(Records for this exercise begins)
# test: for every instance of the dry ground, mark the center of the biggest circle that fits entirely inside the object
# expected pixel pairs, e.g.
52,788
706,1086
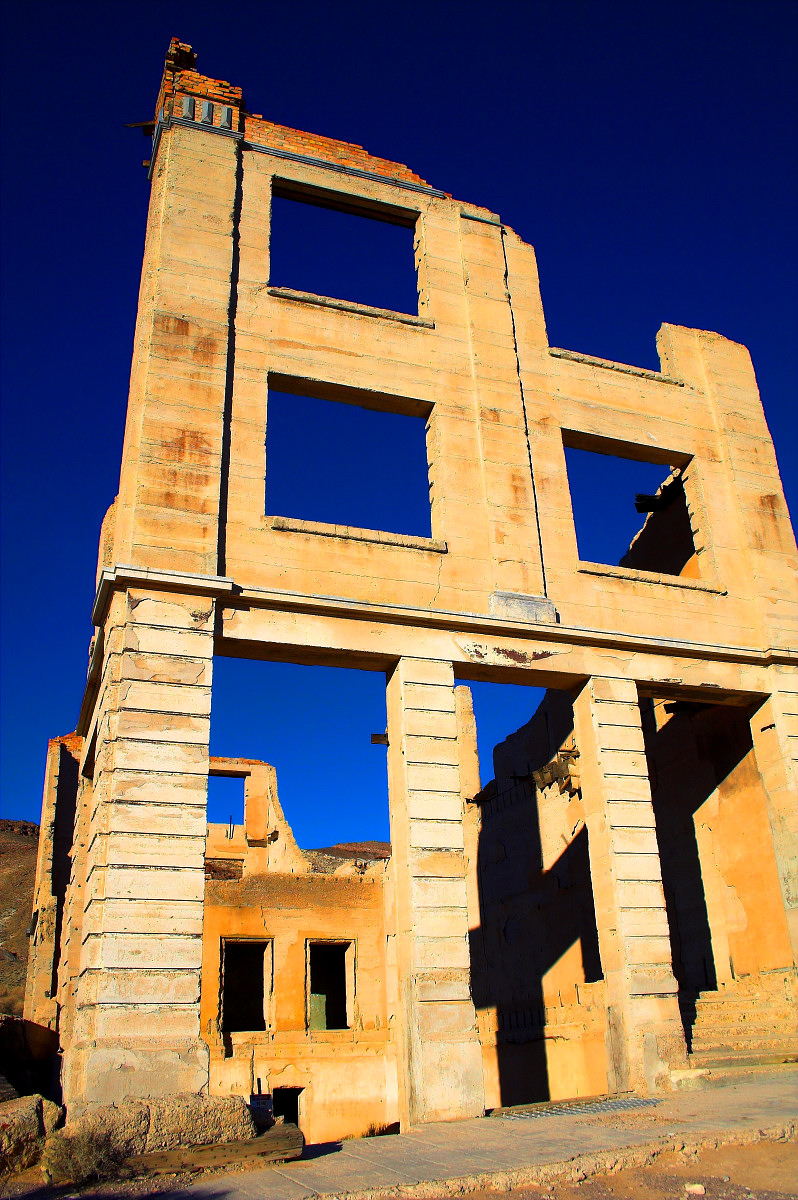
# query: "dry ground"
(Records for this exercise ends)
#### Work request
Each entry above should be copied exactly. The pictures should not.

#### Exercise solution
# test: for every instance of the dry ground, mark the center of the biggest circle that fits entirely inside the object
# expected pixel pairs, e.g.
52,788
706,1086
# query: "dry ground"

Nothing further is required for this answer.